What the exercise asks: From the first line to the last, return the data exactly as it stands.

Information shown:
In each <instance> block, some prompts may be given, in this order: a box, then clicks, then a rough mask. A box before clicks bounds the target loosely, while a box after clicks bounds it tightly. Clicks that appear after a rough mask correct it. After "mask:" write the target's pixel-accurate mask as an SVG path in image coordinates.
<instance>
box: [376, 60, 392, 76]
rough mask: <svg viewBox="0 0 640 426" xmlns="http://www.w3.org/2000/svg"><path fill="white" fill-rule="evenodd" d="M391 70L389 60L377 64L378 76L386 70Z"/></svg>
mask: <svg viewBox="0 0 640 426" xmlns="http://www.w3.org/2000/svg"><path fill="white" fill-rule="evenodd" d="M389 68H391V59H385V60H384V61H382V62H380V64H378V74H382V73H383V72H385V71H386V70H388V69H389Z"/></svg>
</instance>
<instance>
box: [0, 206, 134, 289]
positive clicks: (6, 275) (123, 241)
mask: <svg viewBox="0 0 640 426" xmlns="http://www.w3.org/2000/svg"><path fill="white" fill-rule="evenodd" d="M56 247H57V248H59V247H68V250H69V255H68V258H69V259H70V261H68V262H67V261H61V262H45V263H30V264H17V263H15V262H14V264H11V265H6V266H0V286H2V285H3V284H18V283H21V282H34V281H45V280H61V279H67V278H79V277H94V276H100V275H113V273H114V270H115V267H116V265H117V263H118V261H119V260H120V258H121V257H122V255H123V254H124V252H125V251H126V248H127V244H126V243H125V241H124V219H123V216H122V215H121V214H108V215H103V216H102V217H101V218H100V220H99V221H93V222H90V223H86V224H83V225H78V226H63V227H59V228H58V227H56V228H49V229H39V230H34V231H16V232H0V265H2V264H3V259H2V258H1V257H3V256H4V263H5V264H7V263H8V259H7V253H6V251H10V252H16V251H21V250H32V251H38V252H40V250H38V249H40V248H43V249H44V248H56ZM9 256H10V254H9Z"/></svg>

Written response:
In each <instance> block, some prompts may be given, in this order: a box, then clicks, then a rough mask. A box before clicks bounds the target loosely, while a box after clicks bounds it tightly. Clicks that appear after a rough mask correct it. After "mask:" write the target's pixel-accurate mask as an SVG path in image coordinates.
<instance>
box: [376, 60, 392, 76]
rough mask: <svg viewBox="0 0 640 426" xmlns="http://www.w3.org/2000/svg"><path fill="white" fill-rule="evenodd" d="M391 70L389 60L377 64L378 76L386 70Z"/></svg>
mask: <svg viewBox="0 0 640 426" xmlns="http://www.w3.org/2000/svg"><path fill="white" fill-rule="evenodd" d="M389 68H391V59H385V60H384V61H382V62H380V64H378V74H382V73H383V72H385V71H386V70H388V69H389Z"/></svg>
</instance>
<instance>
box: [0, 206, 134, 289]
positive clicks: (6, 275) (123, 241)
mask: <svg viewBox="0 0 640 426" xmlns="http://www.w3.org/2000/svg"><path fill="white" fill-rule="evenodd" d="M56 247H57V248H59V247H68V250H69V255H68V258H69V259H70V261H68V262H67V261H61V262H45V263H30V264H17V263H15V262H14V264H11V265H6V266H0V286H2V285H3V284H18V283H21V282H34V281H45V280H61V279H67V278H79V277H94V276H100V275H113V273H114V270H115V267H116V265H117V263H118V261H119V260H120V258H121V257H122V255H123V254H124V252H125V251H126V248H127V244H126V243H125V241H124V219H123V216H122V215H121V214H108V215H103V216H102V217H101V218H100V220H99V221H93V222H90V223H86V224H83V225H78V226H63V227H59V228H58V227H56V228H49V229H39V230H34V231H16V232H0V265H2V264H3V259H2V258H1V257H3V256H4V263H5V264H7V263H8V259H7V253H6V251H10V252H16V251H21V250H32V251H38V252H40V250H38V249H40V248H43V249H44V248H56ZM9 256H10V254H9Z"/></svg>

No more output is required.